Problem: Update the article about Steve Jobs leaving Apple, starting with "Further supporting a" and going on through "room for error.", so that "cash holdings" appears in place of "cash reserves".

Selected passage:
______________________________

Steve Jobs Leaves Apple: Employees Ask 'What Would Steve Do?'
The announcement Wednesday evening that Steve Jobs would be stepping down as CEO of Apple is certain to define an era in the company's history, namely: Steve/After Steve. It is not the first time Jobs has left the company -- he exited in 1985 before returning in 1997, and has been on medical leave since January of this year -- but given Jobs' ongoing battle with pancreatic cancer, this latest move has a certain finality to it.
For a company that has, in many ways, come to define the best of American ingenuity in the 21st century, the departure of its figurehead from day-to-day operations is not merely a line in the sand for the country's innovation economy, but a symbolic abdication of the throne that brings with it some amount of existential despair. Apple employees and iPad owners alike are apt to be asking themselves, "Can Apple survive without Steve Jobs?"
From all outside accounts, the answer to this question appears to be yes. Though Jobs has been an outsized force at the company, he has spent the last decade fostering what some analysts have dubbed "a Steve-infused culture" at Apple, one that prizes rigor, discretion, innovation and the relentless pursuit of better product -- all in the name of serving the consumer.
It is a way of thinking that permeates all levels of the company -- from engineering to development to marketing -- and is so ingrained as to be second nature to Apple employees. For those questioning what will happen now that Jobs is no longer the face of Apple, analysts contend they need not worry -- the company has been created in his image.
According to James Allworth and Max Wessel, who study Apple as fellows at the Forum for Growth and Innovation at Harvard Business School, Jobs is an omnipresent force in the halls of Apple.
"The way he thinks about problems, the perfectionism, the attention to detail -- that trickles down," Allworth said. "Apple has an amazing group of people. They come in and they're thinking about new stuff, and if they come up against a decision, the question that always pops up is, 'What Would Steve Do?'"
Allworth credits Jobs with designing small product teams that are "oriented around projects, with a combination of engineers and marketers. They resemble startups." Such dynamics ensure that the teams keep "an eye towards design and customers," he said.
And if Jobs has created a corporate legacy -- some version of the 10 Commandments for his acolytes to follow -- Allworth counted among its pillars that employees are "always coming at a product thinking of the end user. A lot of companies are driven by profit. Jobs asked, 'What are the best products that we can make?'"
By relentlessly "demanding and wanting something better," Wessel said, "it has allowed [Apple] to create products that might cannibalize their old products -- simply because it is better for the user."
"That standard will serve Apple well," Allworth said. "It feels like they will be able to do this without him."
Further supporting a post-Jobs Apple, newly installed CEO Tim Cook -- an operations guru who, by all accounts, is capable of doing a highly adequate, if not stellar, job -- has the advantage of an Apple pipeline stuffed with product, including the upcoming iPhone 5 and iPad 3. With these products already in late-stage development, it will be some time before the American consumer can truly judge Cook's ability to create a game-changing product. And with the company's not-insignificant cash reserves of up to $80 billion, Cook will have some room for error.

______________________________

Record set:
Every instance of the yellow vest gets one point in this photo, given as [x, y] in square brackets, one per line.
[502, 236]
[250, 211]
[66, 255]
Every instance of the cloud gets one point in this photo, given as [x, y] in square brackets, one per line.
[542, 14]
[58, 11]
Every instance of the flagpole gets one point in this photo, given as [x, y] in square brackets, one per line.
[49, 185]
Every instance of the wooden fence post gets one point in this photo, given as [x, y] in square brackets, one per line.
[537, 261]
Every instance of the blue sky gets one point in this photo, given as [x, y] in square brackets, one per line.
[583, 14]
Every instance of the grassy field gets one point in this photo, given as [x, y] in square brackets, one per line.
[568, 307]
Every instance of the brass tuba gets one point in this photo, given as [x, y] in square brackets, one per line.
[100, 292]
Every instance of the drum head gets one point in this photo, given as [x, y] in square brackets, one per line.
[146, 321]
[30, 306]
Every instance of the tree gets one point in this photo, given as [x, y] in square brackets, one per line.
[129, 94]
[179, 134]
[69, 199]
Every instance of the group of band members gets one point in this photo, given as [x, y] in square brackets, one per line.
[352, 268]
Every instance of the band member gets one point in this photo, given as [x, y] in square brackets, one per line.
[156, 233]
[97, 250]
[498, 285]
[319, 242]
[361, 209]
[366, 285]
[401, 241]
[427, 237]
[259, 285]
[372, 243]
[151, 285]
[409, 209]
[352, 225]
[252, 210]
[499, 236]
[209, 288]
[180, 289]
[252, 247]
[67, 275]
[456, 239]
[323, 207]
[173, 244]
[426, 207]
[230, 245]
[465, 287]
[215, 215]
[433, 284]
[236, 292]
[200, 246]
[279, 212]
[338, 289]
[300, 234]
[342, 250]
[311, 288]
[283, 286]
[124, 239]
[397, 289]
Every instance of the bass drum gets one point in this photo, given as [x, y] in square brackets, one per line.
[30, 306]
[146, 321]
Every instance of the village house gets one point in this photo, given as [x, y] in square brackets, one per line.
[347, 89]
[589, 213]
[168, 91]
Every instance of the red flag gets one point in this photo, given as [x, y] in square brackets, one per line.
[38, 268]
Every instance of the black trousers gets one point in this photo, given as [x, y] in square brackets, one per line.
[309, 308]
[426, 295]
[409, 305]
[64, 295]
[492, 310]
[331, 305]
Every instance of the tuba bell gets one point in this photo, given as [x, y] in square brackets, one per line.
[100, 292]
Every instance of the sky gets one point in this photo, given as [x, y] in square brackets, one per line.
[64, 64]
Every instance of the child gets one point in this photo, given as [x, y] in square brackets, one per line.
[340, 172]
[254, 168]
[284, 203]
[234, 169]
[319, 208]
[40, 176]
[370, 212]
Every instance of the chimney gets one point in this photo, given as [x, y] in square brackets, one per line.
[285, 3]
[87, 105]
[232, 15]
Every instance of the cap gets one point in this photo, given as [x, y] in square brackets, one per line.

______________________________

Solution to the exercise:
Further supporting a post-Jobs Apple, newly installed CEO Tim Cook -- an operations guru who, by all accounts, is capable of doing a highly adequate, if not stellar, job -- has the advantage of an Apple pipeline stuffed with product, including the upcoming iPhone 5 and iPad 3. With these products already in late-stage development, it will be some time before the American consumer can truly judge Cook's ability to create a game-changing product. And with the company's not-insignificant cash holdings of up to $80 billion, Cook will have some room for error.